The answer must consist solely of the lines from the one containing "Mark every grey-green" to the end of the entries below, repeated exactly.

*** Opening Records for the exercise ***

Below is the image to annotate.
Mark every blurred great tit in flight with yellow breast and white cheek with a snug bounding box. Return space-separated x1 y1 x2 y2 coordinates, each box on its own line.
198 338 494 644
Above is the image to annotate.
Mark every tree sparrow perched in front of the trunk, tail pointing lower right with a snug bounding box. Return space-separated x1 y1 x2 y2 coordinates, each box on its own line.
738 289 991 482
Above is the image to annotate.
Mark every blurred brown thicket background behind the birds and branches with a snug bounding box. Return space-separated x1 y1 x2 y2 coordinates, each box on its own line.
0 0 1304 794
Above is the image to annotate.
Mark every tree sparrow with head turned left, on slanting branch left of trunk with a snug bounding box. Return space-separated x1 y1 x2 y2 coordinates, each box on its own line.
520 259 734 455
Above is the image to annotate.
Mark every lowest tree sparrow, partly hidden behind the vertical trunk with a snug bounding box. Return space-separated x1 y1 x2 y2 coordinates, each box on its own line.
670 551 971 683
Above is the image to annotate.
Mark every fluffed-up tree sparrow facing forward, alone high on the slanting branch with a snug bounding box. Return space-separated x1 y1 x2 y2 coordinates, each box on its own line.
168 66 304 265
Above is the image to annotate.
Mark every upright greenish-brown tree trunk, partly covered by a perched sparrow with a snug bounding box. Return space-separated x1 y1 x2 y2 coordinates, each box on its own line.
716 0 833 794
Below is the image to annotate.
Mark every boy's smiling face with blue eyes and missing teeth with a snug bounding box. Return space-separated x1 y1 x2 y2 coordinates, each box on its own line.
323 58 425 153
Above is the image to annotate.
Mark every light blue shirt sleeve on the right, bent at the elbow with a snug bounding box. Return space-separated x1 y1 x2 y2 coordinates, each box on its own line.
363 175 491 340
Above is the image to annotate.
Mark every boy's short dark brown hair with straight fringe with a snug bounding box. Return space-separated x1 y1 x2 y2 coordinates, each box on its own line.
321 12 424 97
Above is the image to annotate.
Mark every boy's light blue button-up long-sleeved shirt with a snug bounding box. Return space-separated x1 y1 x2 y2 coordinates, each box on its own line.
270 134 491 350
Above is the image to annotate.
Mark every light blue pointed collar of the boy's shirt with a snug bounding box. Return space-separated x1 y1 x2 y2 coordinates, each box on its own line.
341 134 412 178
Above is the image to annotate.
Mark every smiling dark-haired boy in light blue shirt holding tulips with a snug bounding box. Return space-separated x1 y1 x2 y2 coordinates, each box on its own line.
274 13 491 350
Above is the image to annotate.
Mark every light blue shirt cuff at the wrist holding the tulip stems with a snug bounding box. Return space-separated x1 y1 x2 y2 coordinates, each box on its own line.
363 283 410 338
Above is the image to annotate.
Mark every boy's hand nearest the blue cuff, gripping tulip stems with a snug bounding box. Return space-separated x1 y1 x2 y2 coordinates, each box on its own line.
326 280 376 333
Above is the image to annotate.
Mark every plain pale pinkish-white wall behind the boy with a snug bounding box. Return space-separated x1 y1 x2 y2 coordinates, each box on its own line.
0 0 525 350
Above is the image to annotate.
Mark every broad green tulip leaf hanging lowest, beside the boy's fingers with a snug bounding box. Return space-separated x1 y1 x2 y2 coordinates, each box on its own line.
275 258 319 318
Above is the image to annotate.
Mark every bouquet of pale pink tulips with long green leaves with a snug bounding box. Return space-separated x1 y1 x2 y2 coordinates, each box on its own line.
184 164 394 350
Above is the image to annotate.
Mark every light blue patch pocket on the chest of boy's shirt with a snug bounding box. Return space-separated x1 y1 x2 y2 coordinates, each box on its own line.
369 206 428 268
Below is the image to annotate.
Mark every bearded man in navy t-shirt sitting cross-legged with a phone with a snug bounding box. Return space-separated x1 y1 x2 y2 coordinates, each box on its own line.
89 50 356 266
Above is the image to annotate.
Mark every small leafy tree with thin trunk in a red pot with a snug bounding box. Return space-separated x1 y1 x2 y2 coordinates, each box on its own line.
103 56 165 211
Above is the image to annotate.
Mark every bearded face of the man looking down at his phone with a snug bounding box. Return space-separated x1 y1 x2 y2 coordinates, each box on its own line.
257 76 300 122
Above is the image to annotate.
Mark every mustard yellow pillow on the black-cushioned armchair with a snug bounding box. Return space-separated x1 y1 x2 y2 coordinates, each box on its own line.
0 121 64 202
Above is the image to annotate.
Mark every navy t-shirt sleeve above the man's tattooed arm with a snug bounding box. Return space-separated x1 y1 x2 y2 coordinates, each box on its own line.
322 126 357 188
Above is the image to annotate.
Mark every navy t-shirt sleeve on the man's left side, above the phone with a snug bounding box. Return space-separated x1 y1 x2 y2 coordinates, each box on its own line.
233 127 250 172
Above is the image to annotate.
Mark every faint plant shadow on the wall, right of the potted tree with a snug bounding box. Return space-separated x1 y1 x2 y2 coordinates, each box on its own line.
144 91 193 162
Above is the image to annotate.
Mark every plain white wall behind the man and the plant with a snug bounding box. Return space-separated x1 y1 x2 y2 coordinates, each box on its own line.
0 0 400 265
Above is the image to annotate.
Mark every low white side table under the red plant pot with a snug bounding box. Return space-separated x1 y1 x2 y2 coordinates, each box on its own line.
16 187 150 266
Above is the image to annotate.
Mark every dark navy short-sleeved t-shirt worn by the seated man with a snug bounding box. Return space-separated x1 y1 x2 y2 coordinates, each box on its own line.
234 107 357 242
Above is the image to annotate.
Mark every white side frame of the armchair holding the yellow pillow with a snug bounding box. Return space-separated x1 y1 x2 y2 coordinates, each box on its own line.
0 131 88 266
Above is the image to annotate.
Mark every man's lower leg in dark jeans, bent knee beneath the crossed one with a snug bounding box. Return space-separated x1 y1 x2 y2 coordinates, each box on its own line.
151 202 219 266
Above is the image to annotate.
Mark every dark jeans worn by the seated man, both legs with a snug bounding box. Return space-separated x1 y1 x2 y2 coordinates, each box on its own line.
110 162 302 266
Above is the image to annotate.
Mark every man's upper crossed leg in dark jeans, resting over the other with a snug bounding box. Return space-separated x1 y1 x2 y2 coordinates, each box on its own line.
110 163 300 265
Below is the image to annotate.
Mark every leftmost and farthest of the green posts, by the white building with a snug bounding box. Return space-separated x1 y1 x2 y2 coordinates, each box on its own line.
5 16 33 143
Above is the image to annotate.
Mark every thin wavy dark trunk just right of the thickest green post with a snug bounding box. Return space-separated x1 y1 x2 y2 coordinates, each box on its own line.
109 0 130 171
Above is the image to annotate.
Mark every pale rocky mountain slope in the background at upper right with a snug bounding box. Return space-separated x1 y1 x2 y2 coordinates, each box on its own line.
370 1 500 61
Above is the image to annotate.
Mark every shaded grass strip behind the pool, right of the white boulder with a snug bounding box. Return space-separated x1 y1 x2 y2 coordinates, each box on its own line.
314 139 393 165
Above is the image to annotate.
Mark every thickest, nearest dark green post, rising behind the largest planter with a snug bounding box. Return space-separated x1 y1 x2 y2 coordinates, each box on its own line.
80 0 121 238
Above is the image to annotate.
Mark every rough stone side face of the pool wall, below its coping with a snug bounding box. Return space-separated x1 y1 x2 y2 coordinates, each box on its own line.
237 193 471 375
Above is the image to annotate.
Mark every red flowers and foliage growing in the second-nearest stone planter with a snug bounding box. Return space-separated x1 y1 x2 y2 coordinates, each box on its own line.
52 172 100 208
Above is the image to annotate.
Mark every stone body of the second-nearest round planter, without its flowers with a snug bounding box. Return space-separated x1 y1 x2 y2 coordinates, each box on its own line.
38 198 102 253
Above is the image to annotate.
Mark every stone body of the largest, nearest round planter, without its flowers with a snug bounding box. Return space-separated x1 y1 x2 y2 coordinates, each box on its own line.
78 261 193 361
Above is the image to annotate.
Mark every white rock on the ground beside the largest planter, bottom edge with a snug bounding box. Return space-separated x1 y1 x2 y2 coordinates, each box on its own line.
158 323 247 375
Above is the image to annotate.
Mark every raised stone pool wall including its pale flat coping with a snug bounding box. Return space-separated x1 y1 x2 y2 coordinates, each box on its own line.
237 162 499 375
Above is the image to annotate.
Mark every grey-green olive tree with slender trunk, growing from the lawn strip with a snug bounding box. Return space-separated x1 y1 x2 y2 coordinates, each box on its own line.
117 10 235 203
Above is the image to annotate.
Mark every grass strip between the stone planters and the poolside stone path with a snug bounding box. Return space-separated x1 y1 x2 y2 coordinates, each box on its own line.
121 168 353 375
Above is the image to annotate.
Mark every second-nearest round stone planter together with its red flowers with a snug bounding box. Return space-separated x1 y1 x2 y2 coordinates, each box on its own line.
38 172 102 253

*** Closing Records for the exercise ***

Solved problem:
Mark every grey-green olive tree with slender trunk, growing from the lawn strip with a snug bounding box. Return space-separated x1 y1 x2 y2 coordinates, each box on its own line.
117 10 235 203
Above is the image to annotate.
Mark every grass strip between the stone planters and the poolside stone path with a snug bounding box. Return space-separated x1 y1 x2 y2 coordinates, each box on its own line.
121 168 353 375
Above is the image to annotate.
Mark every second-nearest round stone planter together with its red flowers with a snug bounding box. Return space-separated x1 y1 x2 y2 coordinates, each box on its own line.
38 172 102 253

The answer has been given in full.